**PASSAGE FOR REVIEW**:
=== Section Start ===

Multi-modal Relational Item Representation Learning for Inferring Substitutable and Complementary Items
This addresses the challenge of noisy user behavior data and data sparsity in item recommendation, particularly for cold-start items, but is incremental as it builds on existing multi-modal and self-supervised approaches.
The paper tackles the problem of inferring substitutable and complementary items by proposing a self-supervised multi-modal relational item representation learning framework, achieving performance improvements of 26.1% for substitutable recommendation and 39.2% for complementary recommendation over baselines.
We introduce a novel self-supervised multi-modal relational item representation learning framework designed to infer substitutable and complementary items. Existing approaches primarily focus on modeling item-item associations deduced from user behaviors using graph neural networks (GNNs) or leveraging item content information. However, these methods often overlook critical challenges, such as noisy user behavior data and data sparsity due to the long-tailed distribution of these behaviors. In this paper, we propose MMSC, a self-supervised multi-modal relational item representation learning framework to address these challenges. Specifically, MMSC consists of three main components: (1) a multi-modal item representation learning module that leverages a multi-modal foundational model and learns from item metadata, (2) a self-supervised behavior-based representation learning module that denoises and learns from user behavior data, and (3) a hierarchical representation aggregation mechanism that integrates item representations at both the semantic and task levels. Additionally, we leverage LLMs to generate augmented training data, further enhancing the denoising process during training. We conduct extensive experiments on five real-world datasets, showing that MMSC outperforms existing baselines by 26.1% for substitutable recommendation and 39.2% for complementary recommendation. In addition, we empirically show that MMSC is effective in modeling cold-start items.

=== Section End ===

**INFORMATION SUPPLIED**:

=== Section Start ===

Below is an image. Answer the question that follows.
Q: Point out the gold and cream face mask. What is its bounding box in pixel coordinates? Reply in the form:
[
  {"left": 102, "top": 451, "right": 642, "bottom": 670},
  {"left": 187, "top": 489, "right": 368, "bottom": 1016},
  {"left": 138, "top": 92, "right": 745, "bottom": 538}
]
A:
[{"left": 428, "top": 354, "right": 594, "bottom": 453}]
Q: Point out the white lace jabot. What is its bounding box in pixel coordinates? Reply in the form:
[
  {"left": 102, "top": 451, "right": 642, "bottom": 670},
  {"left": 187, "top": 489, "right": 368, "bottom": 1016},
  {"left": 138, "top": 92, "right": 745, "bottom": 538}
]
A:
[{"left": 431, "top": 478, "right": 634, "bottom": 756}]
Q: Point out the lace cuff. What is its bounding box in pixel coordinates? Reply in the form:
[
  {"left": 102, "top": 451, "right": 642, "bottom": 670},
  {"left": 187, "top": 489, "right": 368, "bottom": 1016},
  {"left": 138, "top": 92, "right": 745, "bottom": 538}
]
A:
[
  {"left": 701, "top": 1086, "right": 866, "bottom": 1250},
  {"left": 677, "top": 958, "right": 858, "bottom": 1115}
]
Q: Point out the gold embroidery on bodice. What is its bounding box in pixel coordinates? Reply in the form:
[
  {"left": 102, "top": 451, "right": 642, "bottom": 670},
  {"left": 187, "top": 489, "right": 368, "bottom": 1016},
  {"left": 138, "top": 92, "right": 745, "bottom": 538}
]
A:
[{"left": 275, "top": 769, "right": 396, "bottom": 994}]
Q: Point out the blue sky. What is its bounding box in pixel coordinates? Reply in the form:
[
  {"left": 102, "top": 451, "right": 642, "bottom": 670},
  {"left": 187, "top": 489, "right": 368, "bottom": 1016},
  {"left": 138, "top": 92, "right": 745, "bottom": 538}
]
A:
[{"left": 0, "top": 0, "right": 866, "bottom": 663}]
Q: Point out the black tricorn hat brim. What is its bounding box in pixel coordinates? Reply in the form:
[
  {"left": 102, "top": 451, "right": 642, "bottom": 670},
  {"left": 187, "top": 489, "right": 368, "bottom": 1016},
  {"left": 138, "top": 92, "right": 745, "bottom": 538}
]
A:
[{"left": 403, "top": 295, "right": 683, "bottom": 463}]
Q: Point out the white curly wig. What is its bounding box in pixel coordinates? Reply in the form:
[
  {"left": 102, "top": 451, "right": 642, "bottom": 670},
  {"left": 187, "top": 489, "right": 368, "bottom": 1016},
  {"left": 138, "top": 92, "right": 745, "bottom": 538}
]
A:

=== Section End ===

**PROBLEM TO WORK ON**: In the passage on MMSC, why do the authors use LLMs? Answer in one to three sentences.

**FINISHED TASK**: They use LLMs to generate augmented training data, which further enhances the denoising process during training.